Goal: Copy, word for word, the stretch of the data below from the line containing "point: rainfall shower" through the end of the data, including both ends.

──────── Data in this exercise ────────

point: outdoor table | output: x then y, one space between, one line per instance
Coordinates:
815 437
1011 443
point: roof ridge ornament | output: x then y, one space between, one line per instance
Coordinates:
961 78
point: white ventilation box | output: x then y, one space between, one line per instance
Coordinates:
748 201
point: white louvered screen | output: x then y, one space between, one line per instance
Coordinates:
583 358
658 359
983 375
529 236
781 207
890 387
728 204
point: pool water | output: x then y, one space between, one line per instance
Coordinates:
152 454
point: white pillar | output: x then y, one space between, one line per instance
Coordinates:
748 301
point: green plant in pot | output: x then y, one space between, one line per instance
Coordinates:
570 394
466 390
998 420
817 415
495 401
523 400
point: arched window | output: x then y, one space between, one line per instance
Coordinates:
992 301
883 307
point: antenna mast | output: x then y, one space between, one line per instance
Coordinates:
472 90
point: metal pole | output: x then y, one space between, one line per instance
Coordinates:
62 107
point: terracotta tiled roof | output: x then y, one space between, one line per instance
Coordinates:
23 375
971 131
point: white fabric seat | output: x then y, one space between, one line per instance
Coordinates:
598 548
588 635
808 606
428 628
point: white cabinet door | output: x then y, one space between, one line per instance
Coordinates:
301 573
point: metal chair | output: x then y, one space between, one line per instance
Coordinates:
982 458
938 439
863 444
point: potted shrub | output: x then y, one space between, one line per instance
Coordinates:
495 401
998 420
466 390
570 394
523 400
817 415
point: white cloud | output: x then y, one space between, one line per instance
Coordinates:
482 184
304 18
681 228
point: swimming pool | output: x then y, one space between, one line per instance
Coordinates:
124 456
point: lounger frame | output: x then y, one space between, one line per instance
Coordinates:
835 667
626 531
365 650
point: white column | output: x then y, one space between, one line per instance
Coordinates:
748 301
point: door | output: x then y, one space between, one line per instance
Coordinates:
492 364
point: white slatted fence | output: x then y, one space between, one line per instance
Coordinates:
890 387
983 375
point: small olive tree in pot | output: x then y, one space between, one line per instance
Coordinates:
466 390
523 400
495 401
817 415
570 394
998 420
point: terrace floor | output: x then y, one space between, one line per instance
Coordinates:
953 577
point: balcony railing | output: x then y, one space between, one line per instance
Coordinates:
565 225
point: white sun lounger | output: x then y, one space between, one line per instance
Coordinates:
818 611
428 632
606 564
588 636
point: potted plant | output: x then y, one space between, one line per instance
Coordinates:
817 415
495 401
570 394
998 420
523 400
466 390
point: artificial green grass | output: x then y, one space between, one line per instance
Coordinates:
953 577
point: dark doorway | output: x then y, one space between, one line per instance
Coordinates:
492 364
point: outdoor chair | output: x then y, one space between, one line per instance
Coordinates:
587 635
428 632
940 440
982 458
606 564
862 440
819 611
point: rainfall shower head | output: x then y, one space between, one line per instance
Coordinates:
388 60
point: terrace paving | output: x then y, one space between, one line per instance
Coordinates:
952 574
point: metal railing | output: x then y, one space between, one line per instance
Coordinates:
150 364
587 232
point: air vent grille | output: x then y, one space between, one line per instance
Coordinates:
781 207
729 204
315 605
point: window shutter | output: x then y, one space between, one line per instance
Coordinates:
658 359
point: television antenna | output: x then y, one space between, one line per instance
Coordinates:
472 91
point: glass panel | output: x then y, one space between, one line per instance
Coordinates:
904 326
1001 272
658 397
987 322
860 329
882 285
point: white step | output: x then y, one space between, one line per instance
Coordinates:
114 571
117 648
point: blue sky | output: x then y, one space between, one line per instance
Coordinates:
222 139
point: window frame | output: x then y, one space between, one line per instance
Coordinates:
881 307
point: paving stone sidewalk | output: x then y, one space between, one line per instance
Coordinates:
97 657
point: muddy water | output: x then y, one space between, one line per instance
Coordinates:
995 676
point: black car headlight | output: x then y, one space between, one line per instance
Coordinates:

────────

Reply to the task:
point: rainfall shower head | output: x then y, one space between, one line per instance
Coordinates:
388 60
point: terrace paving | output: x then y, one space between, one line per instance
Coordinates:
952 574
point: metal railing | output: x then y, one space between, one line per instance
Coordinates:
150 364
587 232
point: air vent grille | output: x then y, one space between, one line per instance
Coordinates:
781 207
729 204
315 605
point: window shutter | output: x then y, one space between, one line per instance
Coordinates:
658 359
point: television antenna | output: x then y, one space between, one line per instance
Coordinates:
472 91
point: glass panel | output: x then y, one space between, one line per instance
Coordinates:
904 326
1001 272
658 397
987 322
860 329
882 285
point: white step | output: x then y, one space between, one line per instance
Coordinates:
114 571
117 648
point: blue sky | output: x then y, one space between, one line per instance
Coordinates:
222 139
point: window frame | output: x then y, one space between, one line per instance
Coordinates:
881 307
point: paving stone sidewalk | output: x then y, one space between, one line per instance
Coordinates:
97 657
point: muddy water | output: x then y, one space between, one line per instance
Coordinates:
995 676
point: black car headlight | output: x then y, one space between, one line per instance
Coordinates:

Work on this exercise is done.